REQUIREMENT:
Reproduce verbatim the part of the items that opens with their first line and closes with the line containing "positive clicks: (295, 238)", including both of those lines.

THE DATA START

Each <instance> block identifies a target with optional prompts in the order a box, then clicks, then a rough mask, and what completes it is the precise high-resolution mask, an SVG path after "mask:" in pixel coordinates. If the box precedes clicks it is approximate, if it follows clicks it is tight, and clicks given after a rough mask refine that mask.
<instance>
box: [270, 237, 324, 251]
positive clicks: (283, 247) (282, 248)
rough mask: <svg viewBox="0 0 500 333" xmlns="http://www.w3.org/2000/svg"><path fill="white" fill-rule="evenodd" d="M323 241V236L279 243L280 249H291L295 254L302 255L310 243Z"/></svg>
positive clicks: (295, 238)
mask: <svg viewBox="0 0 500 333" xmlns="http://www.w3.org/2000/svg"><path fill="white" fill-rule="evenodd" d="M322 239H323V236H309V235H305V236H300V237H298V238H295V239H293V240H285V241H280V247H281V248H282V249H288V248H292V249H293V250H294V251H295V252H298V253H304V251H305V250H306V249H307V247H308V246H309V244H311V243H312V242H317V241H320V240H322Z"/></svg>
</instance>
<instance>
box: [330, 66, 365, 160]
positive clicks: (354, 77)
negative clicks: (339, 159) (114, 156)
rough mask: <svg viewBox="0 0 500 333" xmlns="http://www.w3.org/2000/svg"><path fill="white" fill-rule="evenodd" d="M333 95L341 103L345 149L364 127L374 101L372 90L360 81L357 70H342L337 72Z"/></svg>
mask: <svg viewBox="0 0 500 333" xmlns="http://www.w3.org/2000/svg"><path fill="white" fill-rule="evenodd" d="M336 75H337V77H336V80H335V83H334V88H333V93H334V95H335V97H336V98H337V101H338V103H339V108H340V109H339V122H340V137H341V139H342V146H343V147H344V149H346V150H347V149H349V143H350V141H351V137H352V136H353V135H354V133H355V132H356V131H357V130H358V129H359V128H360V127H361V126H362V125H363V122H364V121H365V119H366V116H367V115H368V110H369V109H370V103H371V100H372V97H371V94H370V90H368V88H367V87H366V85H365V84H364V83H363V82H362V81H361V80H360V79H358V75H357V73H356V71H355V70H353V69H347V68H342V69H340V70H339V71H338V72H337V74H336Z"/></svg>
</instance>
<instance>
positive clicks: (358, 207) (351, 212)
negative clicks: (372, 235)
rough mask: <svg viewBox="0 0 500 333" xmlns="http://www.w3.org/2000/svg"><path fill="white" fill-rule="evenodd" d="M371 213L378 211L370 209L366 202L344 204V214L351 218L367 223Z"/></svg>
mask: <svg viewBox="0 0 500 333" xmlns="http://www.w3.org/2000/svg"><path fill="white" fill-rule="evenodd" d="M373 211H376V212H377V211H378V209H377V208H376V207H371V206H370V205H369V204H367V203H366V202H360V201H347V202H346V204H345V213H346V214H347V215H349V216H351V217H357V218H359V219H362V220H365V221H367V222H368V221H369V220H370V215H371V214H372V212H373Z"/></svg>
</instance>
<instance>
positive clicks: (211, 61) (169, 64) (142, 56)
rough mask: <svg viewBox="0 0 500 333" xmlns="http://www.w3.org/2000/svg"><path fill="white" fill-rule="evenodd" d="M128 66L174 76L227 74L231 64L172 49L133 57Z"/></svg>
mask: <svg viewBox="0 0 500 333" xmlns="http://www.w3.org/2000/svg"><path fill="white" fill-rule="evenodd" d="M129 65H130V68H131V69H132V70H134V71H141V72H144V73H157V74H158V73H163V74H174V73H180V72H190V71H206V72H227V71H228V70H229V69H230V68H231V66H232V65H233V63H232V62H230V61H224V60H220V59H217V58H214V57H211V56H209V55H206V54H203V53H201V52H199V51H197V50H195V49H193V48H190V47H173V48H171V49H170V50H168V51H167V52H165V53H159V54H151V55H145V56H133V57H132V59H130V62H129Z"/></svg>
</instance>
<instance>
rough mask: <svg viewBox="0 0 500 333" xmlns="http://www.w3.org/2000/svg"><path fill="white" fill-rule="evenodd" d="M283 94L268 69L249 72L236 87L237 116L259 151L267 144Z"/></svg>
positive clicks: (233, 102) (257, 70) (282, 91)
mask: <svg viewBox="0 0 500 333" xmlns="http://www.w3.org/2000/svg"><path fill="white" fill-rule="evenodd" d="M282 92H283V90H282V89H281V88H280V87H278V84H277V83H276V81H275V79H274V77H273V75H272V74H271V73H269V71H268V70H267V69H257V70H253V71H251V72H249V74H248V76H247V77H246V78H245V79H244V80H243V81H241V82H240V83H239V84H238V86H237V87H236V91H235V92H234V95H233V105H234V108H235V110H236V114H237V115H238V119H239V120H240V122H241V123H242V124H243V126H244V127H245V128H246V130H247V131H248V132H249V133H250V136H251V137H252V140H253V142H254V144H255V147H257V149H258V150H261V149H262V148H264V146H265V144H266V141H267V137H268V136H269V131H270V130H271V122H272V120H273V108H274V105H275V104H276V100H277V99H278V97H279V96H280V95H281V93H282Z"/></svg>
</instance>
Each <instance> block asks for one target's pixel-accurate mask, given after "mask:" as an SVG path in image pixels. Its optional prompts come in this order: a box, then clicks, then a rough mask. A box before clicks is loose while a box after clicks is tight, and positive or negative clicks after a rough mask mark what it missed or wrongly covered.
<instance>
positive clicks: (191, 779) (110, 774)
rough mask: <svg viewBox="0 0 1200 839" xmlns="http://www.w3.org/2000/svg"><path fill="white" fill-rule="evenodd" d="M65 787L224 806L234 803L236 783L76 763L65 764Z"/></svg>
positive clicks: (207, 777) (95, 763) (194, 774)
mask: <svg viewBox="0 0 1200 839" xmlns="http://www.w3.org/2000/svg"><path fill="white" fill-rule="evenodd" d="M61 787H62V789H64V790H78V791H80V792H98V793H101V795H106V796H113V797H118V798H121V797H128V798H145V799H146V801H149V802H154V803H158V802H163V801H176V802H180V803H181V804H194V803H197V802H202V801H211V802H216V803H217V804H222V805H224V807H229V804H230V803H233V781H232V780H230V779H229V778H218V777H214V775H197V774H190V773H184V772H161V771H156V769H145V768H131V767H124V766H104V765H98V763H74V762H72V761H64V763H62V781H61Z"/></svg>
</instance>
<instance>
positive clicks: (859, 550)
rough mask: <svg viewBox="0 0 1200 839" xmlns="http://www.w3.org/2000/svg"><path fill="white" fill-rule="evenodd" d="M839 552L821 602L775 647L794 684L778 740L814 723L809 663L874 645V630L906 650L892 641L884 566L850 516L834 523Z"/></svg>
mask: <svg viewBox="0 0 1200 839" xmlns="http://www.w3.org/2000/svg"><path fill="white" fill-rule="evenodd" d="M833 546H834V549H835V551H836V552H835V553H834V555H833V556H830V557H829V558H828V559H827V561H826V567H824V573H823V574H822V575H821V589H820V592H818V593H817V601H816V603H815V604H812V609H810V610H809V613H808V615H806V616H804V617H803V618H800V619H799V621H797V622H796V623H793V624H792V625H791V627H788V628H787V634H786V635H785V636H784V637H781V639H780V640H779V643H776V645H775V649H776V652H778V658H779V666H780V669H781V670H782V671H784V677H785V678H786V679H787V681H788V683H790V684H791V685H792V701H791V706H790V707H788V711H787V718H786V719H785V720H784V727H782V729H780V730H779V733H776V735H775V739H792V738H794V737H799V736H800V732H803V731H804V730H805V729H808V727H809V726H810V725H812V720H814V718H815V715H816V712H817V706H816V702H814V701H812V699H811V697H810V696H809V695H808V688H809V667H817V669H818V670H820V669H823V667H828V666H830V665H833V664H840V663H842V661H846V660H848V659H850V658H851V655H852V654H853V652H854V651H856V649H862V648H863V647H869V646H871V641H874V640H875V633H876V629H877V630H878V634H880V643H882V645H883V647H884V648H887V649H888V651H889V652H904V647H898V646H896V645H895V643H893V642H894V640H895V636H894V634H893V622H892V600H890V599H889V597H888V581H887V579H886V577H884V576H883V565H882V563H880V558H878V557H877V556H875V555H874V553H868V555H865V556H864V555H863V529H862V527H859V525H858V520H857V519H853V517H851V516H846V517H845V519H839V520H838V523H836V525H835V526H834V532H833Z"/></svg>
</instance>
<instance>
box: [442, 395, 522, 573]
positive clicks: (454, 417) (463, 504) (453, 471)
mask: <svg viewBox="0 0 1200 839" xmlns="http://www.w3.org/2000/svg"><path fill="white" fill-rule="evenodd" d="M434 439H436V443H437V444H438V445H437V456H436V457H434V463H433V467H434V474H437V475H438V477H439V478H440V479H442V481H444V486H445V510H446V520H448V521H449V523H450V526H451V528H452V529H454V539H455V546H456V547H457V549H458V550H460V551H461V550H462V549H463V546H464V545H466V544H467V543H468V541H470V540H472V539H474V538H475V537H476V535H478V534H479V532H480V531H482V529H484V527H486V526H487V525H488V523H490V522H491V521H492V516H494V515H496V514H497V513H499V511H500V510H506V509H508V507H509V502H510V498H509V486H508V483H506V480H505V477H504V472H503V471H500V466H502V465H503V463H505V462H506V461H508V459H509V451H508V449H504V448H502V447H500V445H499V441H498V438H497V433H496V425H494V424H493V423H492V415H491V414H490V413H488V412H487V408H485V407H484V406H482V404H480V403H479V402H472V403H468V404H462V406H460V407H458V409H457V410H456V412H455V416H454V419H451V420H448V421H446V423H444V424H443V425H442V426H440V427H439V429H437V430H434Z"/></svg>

THE DATA END

OUTPUT FOR THIS EXERCISE:
Each <instance> block identifies a target with optional prompts in the order a box, then clicks, then a rough mask, and what completes it is the precise high-resolution mask, an SVG path after "mask:" in pixel coordinates. If the box precedes clicks it is approximate, if it follows clicks it is tight, and clicks given after a rough mask refine that mask.
<instance>
box: [270, 237, 324, 251]
positive clicks: (283, 247) (282, 248)
rough mask: <svg viewBox="0 0 500 333" xmlns="http://www.w3.org/2000/svg"><path fill="white" fill-rule="evenodd" d="M323 241V236L279 243L280 249H291L295 254L302 255L310 243Z"/></svg>
positive clicks: (295, 238)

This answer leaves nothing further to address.